Dataset entries:
==*==

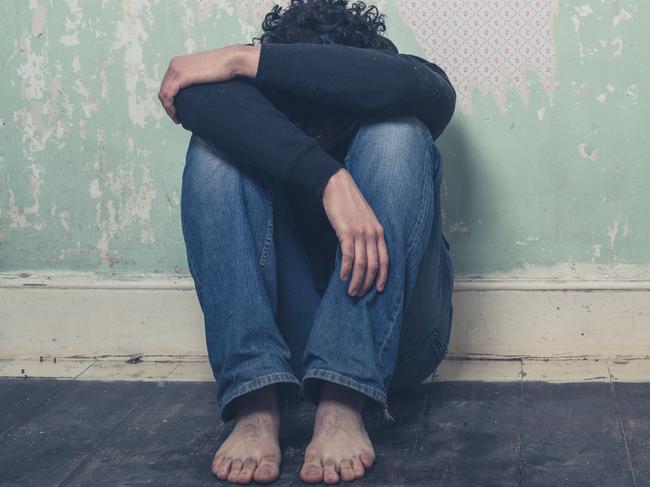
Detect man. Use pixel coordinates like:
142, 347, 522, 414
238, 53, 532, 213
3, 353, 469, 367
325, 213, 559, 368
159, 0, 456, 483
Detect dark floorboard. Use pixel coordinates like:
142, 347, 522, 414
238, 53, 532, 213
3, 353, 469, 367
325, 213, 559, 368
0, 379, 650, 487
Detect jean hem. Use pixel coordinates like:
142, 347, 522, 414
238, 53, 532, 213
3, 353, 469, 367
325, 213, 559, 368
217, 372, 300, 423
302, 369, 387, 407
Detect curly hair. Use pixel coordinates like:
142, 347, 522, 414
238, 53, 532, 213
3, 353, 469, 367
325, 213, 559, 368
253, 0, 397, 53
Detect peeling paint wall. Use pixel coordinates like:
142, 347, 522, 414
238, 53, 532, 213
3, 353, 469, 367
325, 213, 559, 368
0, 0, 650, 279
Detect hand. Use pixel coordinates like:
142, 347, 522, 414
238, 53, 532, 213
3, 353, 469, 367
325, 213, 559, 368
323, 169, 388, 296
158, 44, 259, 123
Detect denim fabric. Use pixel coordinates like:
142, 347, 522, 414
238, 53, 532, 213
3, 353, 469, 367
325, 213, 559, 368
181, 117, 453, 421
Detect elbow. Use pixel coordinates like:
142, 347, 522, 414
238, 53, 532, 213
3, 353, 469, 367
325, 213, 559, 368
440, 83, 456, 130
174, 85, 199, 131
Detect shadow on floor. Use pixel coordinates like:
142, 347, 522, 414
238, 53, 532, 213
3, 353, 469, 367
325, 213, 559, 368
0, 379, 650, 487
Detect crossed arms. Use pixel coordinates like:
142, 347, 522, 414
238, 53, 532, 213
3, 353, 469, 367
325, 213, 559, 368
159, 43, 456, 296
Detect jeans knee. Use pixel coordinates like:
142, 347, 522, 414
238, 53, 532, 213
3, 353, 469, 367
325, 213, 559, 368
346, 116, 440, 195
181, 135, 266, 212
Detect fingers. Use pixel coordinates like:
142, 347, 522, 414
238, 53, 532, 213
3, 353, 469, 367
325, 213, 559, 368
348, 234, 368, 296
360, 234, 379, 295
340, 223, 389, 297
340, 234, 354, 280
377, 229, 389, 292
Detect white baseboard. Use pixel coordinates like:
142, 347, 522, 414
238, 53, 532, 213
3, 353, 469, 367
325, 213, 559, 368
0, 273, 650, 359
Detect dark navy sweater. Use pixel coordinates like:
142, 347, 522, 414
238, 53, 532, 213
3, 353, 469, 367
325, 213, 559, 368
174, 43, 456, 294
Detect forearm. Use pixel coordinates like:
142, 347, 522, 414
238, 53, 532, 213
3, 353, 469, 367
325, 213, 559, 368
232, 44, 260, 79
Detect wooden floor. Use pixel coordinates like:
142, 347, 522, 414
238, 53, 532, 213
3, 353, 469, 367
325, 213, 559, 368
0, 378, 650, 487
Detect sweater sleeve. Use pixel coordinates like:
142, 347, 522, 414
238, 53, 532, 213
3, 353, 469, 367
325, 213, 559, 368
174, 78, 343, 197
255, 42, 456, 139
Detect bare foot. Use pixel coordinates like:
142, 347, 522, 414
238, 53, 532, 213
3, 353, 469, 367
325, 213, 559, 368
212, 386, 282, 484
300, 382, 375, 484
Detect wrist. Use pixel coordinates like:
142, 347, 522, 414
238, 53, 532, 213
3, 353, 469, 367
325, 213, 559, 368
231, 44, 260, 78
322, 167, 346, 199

==*==

Recast every line of the dataset entries above as a JSON list of strings, one string per line, skipping blank lines and omitting the pictures.

[
  "Detect man. Use pixel coordinates like:",
  "142, 347, 522, 414",
  "238, 53, 532, 213",
  "3, 353, 469, 367",
  "325, 213, 559, 368",
  "159, 0, 456, 483",
  "Detect dark floorboard. Use pixel coordinates like:",
  "142, 347, 522, 414",
  "238, 53, 532, 213",
  "3, 353, 469, 367",
  "325, 213, 559, 368",
  "0, 379, 650, 487",
  "Detect jean hem. Use pixel coordinates like:",
  "142, 347, 522, 414",
  "238, 53, 532, 213",
  "3, 353, 469, 367",
  "325, 213, 559, 368",
  "217, 372, 300, 423",
  "302, 369, 387, 407",
  "Detect curly hair. Use pixel coordinates like:",
  "142, 347, 522, 414",
  "238, 53, 532, 213",
  "3, 353, 469, 367",
  "325, 213, 559, 368",
  "253, 0, 397, 53",
  "Detect peeling paint wall. Use pixel coordinates like:",
  "142, 347, 522, 414",
  "238, 53, 532, 213",
  "3, 353, 469, 367",
  "325, 213, 559, 368",
  "0, 0, 650, 279",
  "Detect hand. Use pixel coordinates like:",
  "142, 347, 522, 414",
  "238, 53, 532, 213",
  "3, 353, 469, 367",
  "325, 213, 559, 368",
  "323, 169, 388, 296",
  "158, 44, 259, 123",
  "Detect denim fabric. Use pixel coordinates like:",
  "142, 347, 522, 414",
  "238, 53, 532, 213",
  "3, 353, 469, 367",
  "325, 213, 559, 368",
  "181, 117, 453, 421",
  "Detect elbow. Use pixel coordinates like:",
  "142, 347, 522, 414",
  "238, 53, 532, 213",
  "3, 353, 469, 367",
  "325, 213, 559, 368",
  "440, 83, 456, 130",
  "174, 85, 199, 131",
  "Detect shadow on floor. Use pixel coordinates like:",
  "142, 347, 522, 414",
  "238, 53, 532, 213",
  "3, 353, 469, 367",
  "325, 213, 559, 368",
  "0, 379, 650, 487",
  "Detect crossed arms. Use pixel coordinates like:",
  "142, 347, 522, 414",
  "238, 53, 532, 213",
  "3, 353, 469, 367",
  "325, 213, 559, 368",
  "159, 43, 456, 296",
  "Detect jeans knee. Use pixel coordinates like:",
  "142, 347, 522, 414",
  "238, 53, 532, 213",
  "3, 353, 469, 367",
  "325, 213, 559, 368",
  "346, 116, 440, 195",
  "181, 135, 266, 212",
  "Detect fingers. Use pixel coordinates like:",
  "142, 347, 522, 414",
  "238, 53, 532, 213",
  "3, 353, 469, 367",
  "325, 213, 559, 368",
  "348, 234, 368, 296",
  "360, 234, 379, 295",
  "340, 223, 389, 297",
  "340, 234, 354, 280",
  "377, 229, 389, 292",
  "Detect white baseboard. Use pixel coordinates like:",
  "142, 347, 522, 414",
  "238, 53, 532, 213",
  "3, 353, 469, 367",
  "325, 213, 559, 368",
  "0, 273, 650, 359",
  "Detect dark navy sweater. Use pixel coordinates like:",
  "142, 347, 522, 414",
  "238, 53, 532, 213",
  "3, 353, 469, 367",
  "325, 213, 559, 368",
  "174, 43, 456, 294",
  "Detect forearm. Use pixel coordinates like:",
  "142, 347, 522, 414",
  "238, 53, 532, 213",
  "3, 353, 469, 367",
  "325, 213, 559, 368",
  "232, 44, 260, 79",
  "Detect wooden floor. Use pixel coordinates like:",
  "142, 347, 522, 414",
  "238, 53, 532, 213",
  "3, 353, 469, 367",
  "325, 213, 559, 368",
  "0, 378, 650, 487",
  "Detect sweater sleeve. Use pixel coordinates like:",
  "142, 347, 522, 414",
  "238, 53, 532, 213",
  "3, 353, 469, 367",
  "325, 213, 559, 368",
  "174, 78, 343, 197",
  "255, 42, 456, 139",
  "Detect bare foot. Use pixel coordinates like:",
  "142, 347, 522, 414",
  "238, 53, 532, 213",
  "3, 353, 469, 367",
  "325, 213, 559, 368",
  "212, 386, 282, 484",
  "300, 382, 375, 484",
  "Detect wrist. Use pixel coordinates like:",
  "142, 347, 522, 414",
  "238, 53, 532, 213",
  "3, 353, 469, 367",
  "325, 213, 559, 368",
  "231, 44, 260, 78",
  "322, 167, 346, 199"
]